*本文*.
******************************
炭鉱の風は一方通行
最近北海道もやっと少しずつ春らしくなってきて、窓を開けられる日もたまにあるくらい、外は暖かくなりました。
内窓を開けると外窓にはカメムシが一匹…
カメムシが二匹…
カメムシが……
そんな春。(どんな春)
出会いと別れ、変化の春です。
窓を開けると風がふわ~っと入ってきて気持ちいいですね。
風っていうのは「自由きまま」っていうイメージもあります。
朝と夕方では風向きが変わっていたり、建物の間では強くなったり、何かにぶつかってグルグル回ったり。
だけど、炭鉱の風は違います。
目次
炭鉱の中の風は一方通行
炭鉱は基本的に「燃料を掘る」場所です。
※炭鉱とは?については▼で
地下を深いところでは1,000mより深いところまで掘っていくのですが、当然地上からそんなに離れていたら新鮮な空気はありません。それに、大型の機械で石炭を掘るので石炭の粉や石やら砂やらで汚れた空気が舞い上がります。さらに、地下にはガスなどが発生している場合もあります。
そのため「空気の流れを考えること」は炭鉱にとって非常に重要でした。
坑道(地下トンネル)を作る人は風が入る「入気」と風が出ていく「排気」を念入りに計算し、炭鉱の内部(坑内)では風の計測もまめにすることが決められていました。
実際、トンネルの入り口(坑口)はそれぞれ「入気」と「排気」の役割が明確に割り当てられていて、人や物資の運搬に主に使われていた住友赤平炭鉱の立坑やぐらは「入気」
その道路を挟んですぐ反対側には「排気立坑」がありました。
(その他にもいくつもの入気用の坑口、排気用の坑口がありました)
そのため斜坑(斜めに地下に入っていくトンネル)の坑口はそのため2つセットで作られることが多いです。
******************************
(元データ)
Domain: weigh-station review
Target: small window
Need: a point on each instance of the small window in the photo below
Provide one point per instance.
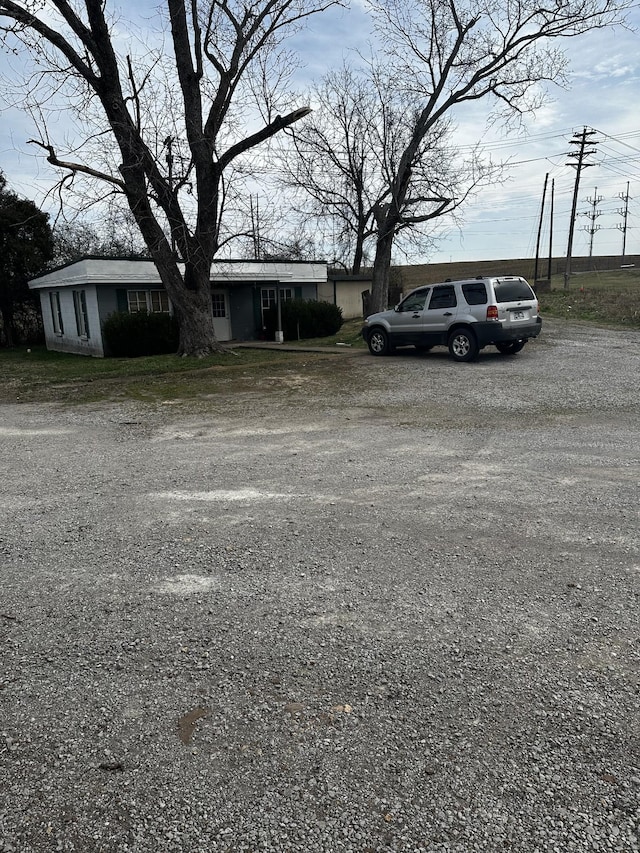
(414, 301)
(137, 300)
(475, 293)
(56, 313)
(82, 316)
(159, 302)
(152, 301)
(443, 297)
(218, 305)
(268, 297)
(513, 291)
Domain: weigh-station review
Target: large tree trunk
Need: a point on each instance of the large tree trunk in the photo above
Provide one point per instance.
(381, 267)
(192, 307)
(6, 315)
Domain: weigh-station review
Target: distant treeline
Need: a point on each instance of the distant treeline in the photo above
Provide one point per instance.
(407, 277)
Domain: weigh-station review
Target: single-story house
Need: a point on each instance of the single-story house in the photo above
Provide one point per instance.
(77, 297)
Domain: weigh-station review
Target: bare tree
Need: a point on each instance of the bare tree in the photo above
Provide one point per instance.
(174, 168)
(446, 53)
(348, 154)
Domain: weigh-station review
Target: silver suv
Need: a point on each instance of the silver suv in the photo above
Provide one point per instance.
(463, 315)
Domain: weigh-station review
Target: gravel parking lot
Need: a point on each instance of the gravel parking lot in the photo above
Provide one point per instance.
(390, 606)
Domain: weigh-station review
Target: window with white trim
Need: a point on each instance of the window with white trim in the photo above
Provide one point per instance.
(56, 313)
(218, 305)
(151, 301)
(82, 316)
(268, 297)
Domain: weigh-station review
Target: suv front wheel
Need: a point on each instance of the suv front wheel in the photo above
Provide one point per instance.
(378, 342)
(463, 345)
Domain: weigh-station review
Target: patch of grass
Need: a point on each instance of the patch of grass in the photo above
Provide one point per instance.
(608, 298)
(35, 374)
(348, 335)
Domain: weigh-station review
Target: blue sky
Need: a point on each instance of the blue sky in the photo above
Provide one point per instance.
(501, 221)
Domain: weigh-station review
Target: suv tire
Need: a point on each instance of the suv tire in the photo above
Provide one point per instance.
(378, 342)
(463, 345)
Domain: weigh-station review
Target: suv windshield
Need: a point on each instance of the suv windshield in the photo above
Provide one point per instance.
(513, 291)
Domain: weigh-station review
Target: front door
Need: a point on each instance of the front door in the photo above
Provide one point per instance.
(220, 310)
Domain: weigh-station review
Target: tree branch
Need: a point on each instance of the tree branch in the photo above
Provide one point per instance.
(77, 167)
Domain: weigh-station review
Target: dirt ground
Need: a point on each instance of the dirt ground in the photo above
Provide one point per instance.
(367, 604)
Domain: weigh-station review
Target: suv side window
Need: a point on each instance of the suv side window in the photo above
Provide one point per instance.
(415, 301)
(513, 291)
(443, 297)
(475, 293)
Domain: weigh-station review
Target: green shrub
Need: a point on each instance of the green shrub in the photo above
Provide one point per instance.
(304, 318)
(133, 335)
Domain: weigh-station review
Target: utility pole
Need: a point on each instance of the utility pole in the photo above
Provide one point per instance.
(581, 140)
(544, 196)
(625, 214)
(553, 192)
(168, 144)
(593, 215)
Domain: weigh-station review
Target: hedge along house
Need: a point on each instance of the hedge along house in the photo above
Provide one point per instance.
(77, 298)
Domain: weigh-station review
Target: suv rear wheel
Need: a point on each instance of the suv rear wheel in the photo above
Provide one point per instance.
(379, 342)
(463, 345)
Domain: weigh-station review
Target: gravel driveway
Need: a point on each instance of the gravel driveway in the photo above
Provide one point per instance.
(394, 608)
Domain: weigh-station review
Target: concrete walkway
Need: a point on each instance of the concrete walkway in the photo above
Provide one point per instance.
(336, 349)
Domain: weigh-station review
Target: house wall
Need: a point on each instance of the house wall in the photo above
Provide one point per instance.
(346, 294)
(69, 339)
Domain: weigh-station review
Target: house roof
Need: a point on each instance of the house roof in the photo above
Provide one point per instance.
(143, 272)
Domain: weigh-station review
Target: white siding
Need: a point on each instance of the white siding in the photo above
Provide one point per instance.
(69, 340)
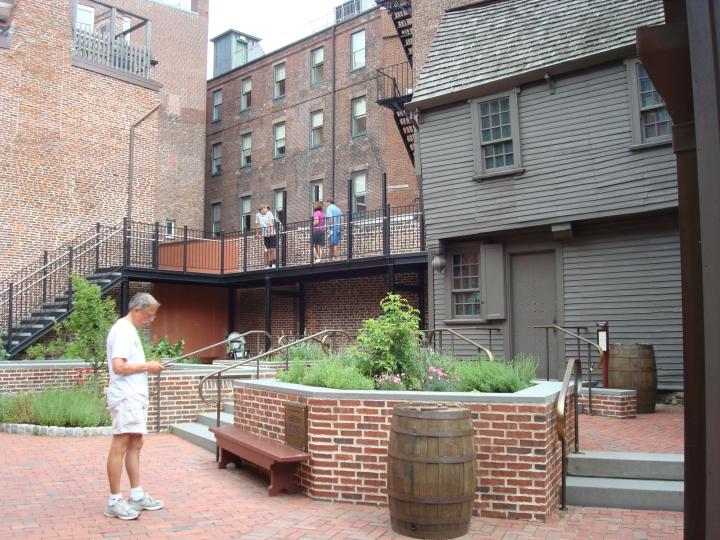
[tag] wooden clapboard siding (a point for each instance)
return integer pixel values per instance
(632, 280)
(575, 152)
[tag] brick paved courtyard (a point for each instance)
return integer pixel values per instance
(56, 488)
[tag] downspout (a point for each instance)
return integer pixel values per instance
(332, 172)
(131, 160)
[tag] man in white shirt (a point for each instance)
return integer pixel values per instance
(127, 396)
(265, 225)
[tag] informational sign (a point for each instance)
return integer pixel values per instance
(296, 425)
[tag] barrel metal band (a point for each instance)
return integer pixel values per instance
(458, 433)
(434, 459)
(406, 497)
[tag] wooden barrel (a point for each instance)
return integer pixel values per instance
(633, 367)
(431, 470)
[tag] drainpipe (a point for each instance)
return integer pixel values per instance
(131, 160)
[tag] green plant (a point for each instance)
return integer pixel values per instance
(390, 341)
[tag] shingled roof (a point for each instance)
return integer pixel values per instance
(497, 40)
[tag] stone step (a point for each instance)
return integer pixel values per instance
(198, 434)
(625, 493)
(627, 465)
(210, 419)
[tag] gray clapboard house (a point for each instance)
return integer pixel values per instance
(548, 179)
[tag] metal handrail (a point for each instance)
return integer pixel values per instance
(575, 366)
(257, 358)
(431, 334)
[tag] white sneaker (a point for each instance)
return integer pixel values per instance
(121, 510)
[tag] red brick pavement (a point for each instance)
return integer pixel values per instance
(661, 432)
(56, 488)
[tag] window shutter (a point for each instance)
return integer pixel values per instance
(492, 281)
******************************
*やること A*. 炭鉱の風の文章で、ふつうの風が気ままに動く例として挙げられているものをすべて書き出してください。
*やること B*. 炭鉱の風の文章の「地下を深いところでは」で始まる段落を、大事な点を残して短い箇条書きにしてください。
*やること C*. 炭鉱の風の文章から、「だけど、炭鉱の風は違います。」のある箇所から書き始め、「平炭鉱の立坑やぐらは「入気」」まで書いたら止めて、そのまま引用してください。
記録は炭鉱の風の文章とは関係ありません。

*答え A*.
- 朝と夕方で風向きが変わる
- 建物の間で強くなる
- 何かにぶつかってグルグル回る

*答え B*.
- 深いところでは地下1,000mより深くまで掘るので、地上から離れていて新鮮な空気がない
- 大型の機械で石炭を掘るため、石炭の粉や石、砂で汚れた空気が舞い上がる
- 地下ではガスなどが出ている場合もある

*答え C*.
だけど、炭鉱の風は違います。
目次
炭鉱の中の風は一方通行
炭鉱は基本的に「燃料を掘る」場所です。
※炭鉱とは?については▼で
地下を深いところでは1,000mより深いところまで掘っていくのですが、当然地上からそんなに離れていたら新鮮な空気はありません。それに、大型の機械で石炭を掘るので石炭の粉や石やら砂やらで汚れた空気が舞い上がります。さらに、地下にはガスなどが発生している場合もあります。
そのため「空気の流れを考えること」は炭鉱にとって非常に重要でした。
坑道(地下トンネル)を作る人は風が入る「入気」と風が出ていく「排気」を念入りに計算し、炭鉱の内部(坑内)では風の計測もまめにすることが決められていました。
実際、トンネルの入り口(坑口)はそれぞれ「入気」と「排気」の役割が明確に割り当てられていて、人や物資の運搬に主に使われていた住友赤平炭鉱の立坑やぐらは「入気」